> [Data for processing]

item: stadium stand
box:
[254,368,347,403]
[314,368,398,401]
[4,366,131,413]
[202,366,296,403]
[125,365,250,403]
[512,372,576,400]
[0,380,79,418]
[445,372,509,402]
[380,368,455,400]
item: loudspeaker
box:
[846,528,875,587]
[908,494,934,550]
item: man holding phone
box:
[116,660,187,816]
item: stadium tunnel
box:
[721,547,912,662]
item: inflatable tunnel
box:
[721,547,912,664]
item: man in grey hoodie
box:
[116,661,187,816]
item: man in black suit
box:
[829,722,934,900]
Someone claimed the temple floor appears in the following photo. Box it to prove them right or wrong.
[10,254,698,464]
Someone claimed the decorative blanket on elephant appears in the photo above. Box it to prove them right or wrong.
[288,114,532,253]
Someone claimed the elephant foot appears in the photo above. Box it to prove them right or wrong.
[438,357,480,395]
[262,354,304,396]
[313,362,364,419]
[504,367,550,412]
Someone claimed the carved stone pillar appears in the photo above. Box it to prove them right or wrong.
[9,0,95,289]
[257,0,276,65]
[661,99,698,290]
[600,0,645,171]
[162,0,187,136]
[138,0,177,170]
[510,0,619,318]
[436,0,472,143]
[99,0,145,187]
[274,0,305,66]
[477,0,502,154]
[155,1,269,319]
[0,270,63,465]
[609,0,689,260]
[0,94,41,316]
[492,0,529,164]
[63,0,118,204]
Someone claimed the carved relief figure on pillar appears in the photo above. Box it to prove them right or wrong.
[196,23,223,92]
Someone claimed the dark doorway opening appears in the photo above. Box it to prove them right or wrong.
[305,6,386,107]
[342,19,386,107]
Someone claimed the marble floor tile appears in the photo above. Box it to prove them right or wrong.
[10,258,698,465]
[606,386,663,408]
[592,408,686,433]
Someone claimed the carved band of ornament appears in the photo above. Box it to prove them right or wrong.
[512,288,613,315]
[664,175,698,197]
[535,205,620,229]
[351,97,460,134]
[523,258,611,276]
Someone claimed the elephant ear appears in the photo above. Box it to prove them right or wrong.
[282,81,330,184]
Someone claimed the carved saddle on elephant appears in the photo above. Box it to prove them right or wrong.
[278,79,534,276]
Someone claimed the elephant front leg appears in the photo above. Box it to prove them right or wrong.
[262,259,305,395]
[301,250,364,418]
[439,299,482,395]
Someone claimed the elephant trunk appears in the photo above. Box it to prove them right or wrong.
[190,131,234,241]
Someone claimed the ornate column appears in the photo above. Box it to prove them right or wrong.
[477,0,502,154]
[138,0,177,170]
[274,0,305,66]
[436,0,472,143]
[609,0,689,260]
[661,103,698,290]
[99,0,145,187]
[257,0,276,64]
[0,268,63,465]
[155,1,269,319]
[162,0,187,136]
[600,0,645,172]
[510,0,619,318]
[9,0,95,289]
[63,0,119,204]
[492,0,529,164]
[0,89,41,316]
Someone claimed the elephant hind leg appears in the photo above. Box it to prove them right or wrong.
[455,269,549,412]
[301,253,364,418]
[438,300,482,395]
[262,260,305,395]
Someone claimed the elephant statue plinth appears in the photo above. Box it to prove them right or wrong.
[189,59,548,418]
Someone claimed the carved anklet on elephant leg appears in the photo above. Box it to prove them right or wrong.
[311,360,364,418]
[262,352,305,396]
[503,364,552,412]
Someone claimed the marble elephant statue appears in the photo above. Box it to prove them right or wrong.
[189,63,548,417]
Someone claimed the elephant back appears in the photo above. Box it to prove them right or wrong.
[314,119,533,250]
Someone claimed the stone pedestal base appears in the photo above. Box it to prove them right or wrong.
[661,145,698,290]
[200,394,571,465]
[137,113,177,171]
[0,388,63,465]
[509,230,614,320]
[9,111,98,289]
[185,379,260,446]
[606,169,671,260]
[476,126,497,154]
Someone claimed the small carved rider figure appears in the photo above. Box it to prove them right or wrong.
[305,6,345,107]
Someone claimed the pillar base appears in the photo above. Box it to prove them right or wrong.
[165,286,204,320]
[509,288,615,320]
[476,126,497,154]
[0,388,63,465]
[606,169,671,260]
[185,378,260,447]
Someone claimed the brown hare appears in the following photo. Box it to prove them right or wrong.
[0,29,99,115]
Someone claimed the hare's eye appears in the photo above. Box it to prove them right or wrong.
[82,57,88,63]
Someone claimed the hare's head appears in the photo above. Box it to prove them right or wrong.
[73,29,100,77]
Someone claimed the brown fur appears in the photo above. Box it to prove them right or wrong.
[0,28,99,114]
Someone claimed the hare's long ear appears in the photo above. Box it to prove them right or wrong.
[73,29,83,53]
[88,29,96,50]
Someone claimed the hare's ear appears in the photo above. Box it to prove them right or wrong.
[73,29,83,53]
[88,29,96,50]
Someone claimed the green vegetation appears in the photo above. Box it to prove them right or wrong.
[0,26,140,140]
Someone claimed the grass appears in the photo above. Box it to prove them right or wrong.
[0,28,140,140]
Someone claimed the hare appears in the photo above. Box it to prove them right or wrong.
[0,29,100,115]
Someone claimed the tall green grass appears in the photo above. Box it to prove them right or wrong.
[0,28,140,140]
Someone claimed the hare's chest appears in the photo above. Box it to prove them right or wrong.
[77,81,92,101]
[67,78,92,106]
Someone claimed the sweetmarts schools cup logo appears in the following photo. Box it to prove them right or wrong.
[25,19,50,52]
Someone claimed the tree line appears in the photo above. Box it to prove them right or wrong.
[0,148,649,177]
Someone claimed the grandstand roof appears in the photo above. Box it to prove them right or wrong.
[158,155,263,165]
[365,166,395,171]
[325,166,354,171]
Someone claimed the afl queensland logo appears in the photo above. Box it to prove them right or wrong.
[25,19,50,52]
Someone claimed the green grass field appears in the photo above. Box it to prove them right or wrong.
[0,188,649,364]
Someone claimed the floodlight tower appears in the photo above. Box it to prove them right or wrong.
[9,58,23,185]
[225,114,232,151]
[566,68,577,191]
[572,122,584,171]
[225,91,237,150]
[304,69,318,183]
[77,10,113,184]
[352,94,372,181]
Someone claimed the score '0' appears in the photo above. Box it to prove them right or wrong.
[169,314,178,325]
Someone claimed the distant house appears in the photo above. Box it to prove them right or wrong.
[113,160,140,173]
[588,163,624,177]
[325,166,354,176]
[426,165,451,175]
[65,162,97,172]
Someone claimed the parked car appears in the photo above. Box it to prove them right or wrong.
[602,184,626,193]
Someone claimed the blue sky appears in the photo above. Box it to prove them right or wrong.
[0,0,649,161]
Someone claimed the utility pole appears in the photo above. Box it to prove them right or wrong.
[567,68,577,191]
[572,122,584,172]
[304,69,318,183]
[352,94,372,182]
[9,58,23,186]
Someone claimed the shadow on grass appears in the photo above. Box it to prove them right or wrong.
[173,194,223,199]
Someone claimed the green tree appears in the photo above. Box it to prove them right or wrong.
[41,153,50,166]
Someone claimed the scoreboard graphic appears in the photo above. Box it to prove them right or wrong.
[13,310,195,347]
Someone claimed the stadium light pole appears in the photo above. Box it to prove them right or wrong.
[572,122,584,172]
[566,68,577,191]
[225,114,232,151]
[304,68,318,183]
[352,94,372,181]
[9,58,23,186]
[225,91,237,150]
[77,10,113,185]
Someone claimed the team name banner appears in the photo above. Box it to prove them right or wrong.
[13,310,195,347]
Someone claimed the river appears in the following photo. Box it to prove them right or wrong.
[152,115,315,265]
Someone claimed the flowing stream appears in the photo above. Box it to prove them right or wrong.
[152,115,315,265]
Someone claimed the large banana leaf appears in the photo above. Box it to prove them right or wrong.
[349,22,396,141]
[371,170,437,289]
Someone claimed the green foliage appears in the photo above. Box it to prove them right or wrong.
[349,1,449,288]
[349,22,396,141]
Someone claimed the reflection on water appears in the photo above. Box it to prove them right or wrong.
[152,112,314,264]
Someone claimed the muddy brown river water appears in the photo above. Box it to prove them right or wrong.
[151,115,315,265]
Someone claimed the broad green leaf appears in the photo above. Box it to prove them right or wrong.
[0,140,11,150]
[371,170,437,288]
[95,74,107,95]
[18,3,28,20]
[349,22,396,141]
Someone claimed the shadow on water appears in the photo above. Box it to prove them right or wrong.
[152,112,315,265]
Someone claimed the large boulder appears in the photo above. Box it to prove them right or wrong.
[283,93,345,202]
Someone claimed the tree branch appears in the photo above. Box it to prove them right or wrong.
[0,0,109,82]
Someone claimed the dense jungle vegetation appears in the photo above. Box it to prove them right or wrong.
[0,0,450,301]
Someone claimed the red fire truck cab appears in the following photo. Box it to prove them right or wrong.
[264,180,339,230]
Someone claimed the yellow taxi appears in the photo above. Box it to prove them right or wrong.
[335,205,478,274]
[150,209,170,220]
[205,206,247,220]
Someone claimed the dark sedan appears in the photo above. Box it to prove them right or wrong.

> [Requirement]
Rewrite the stretch of lines from the one containing "Someone claimed the distant" through the one containing "[151,115,315,265]", changing "claimed" to "insisted" and keeping everything else the same.

> [Task solution]
Someone insisted the distant house appears in the photo above. Box it to prove them right or wrong.
[113,160,140,173]
[588,163,624,177]
[325,166,354,176]
[426,165,451,175]
[65,162,97,172]
Someone insisted the parked car appears in the photo above. Box it to prove them right or wrong.
[602,184,626,193]
Someone insisted the blue sky appears in the photo above. Box it to prove them right or wrong.
[0,0,649,161]
Someone insisted the utility pole appears in the photo above. Box it to prove them right or wrong.
[567,68,577,191]
[572,122,584,172]
[304,69,318,183]
[352,94,372,182]
[9,58,23,186]
Someone insisted the shadow on grass appears in the photo above. Box it to prove them right or wrong.
[173,194,223,199]
Someone insisted the green tree appears in the photo above. Box it to prove them right or wrong.
[41,153,50,166]
Someone insisted the scoreboard graphic appears in the photo above. Box it to prove them right or wrong.
[13,310,195,347]
Someone insisted the stadium light pole appears in the photo above. Box it to prove them right or wrong.
[572,122,584,172]
[566,68,577,191]
[225,114,232,151]
[304,68,318,183]
[352,94,372,181]
[9,58,23,186]
[225,91,237,150]
[77,10,113,185]
Someone insisted the team name banner appears in the photo above. Box it to prove them right or wrong.
[13,310,195,347]
Someone insisted the river appears in the following photo. Box it to prove them right or wrong.
[152,115,315,265]
Someone insisted the flowing stream appears in the photo above. Box it to prove them right or wrong.
[152,115,315,265]
Someone insisted the large banana leaf appears in the photo above. Box it to prove them right or wrong.
[349,22,396,141]
[371,170,437,289]
Someone insisted the green foliage appears in the photo above. Box it to prove them right or wrong.
[349,1,449,288]
[349,22,396,141]
Someone insisted the reflection on water appears in the photo above. Box it to prove them right or wrong.
[152,112,314,264]
Someone insisted the muddy brown river water appears in the photo above. Box it to prove them right or wrong.
[151,115,315,265]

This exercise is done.